What is being asked:
In the lines below, change each "motorcycle" to "bicycle" and keep everything else the same. Leave the pictures out of your answer.

* Start Given information *

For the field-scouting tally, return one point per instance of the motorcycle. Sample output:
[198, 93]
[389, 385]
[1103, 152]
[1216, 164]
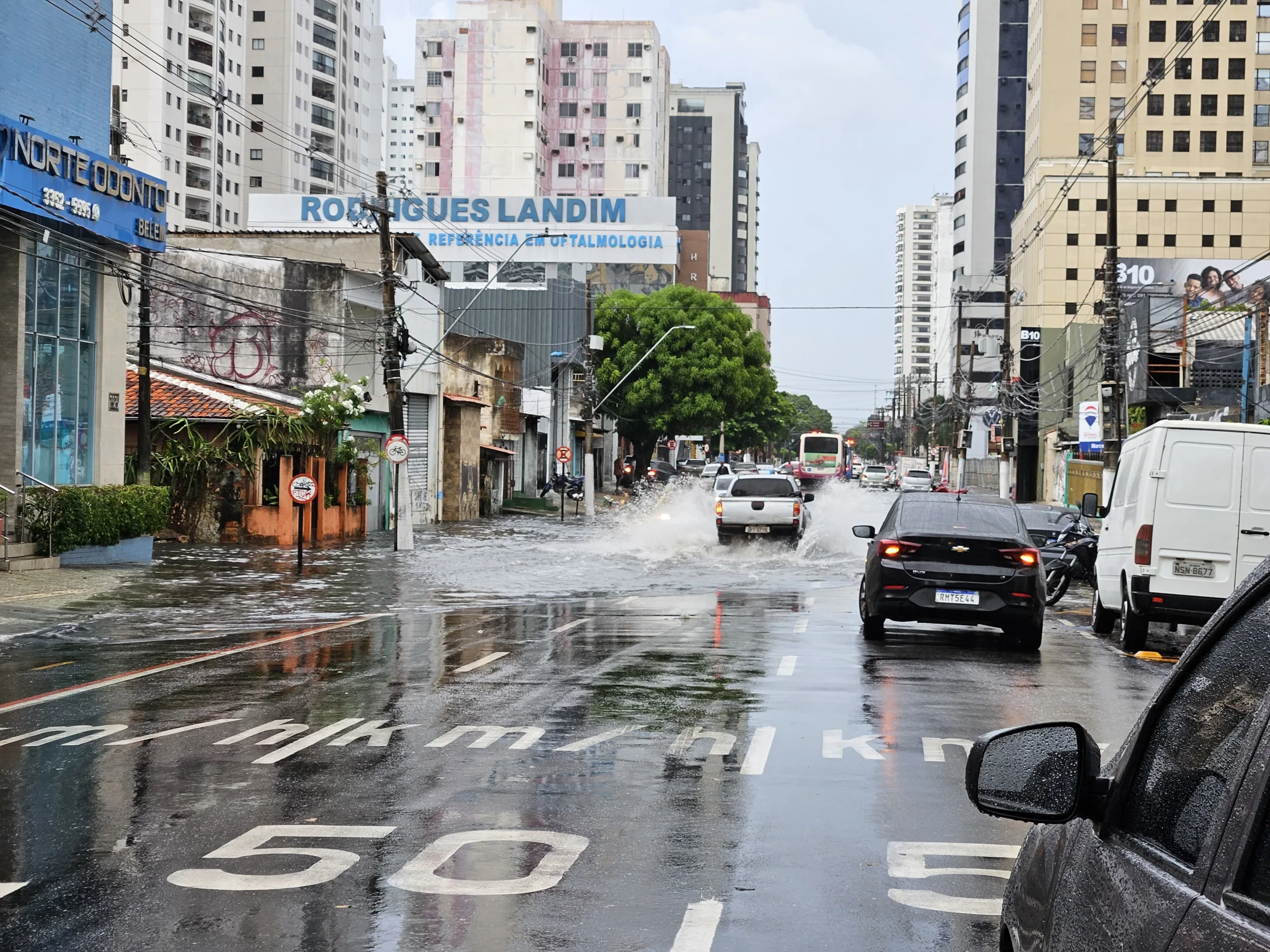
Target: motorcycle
[1071, 556]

* End Given information *

Output of the task:
For the field-scouting tally, return one point per instance of the bicycle. Sample output:
[198, 93]
[389, 385]
[1103, 152]
[1216, 164]
Target: bicycle
[1071, 556]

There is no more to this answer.